▶ _TO BE DONE_: Could you copy out the records word for word, starting at the beginning of the records and ending at the line containing "[(879, 632)]", with both ends included?

▶ _Coordinate annotation records_:

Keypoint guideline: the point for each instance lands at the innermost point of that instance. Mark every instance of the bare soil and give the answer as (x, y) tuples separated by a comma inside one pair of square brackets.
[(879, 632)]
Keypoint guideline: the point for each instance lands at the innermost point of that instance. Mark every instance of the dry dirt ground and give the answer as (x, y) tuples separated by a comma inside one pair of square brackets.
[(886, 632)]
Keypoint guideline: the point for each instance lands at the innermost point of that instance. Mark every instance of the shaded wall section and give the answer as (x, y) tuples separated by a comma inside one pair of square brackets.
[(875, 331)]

▶ _WORKED ANSWER_:
Keypoint guideline: the point for each instance lands at the innermost point of that instance. Mark every instance of the bare soil and give the answer as (x, y) tuples separated by a comma inside one pair of square brackets.
[(879, 632)]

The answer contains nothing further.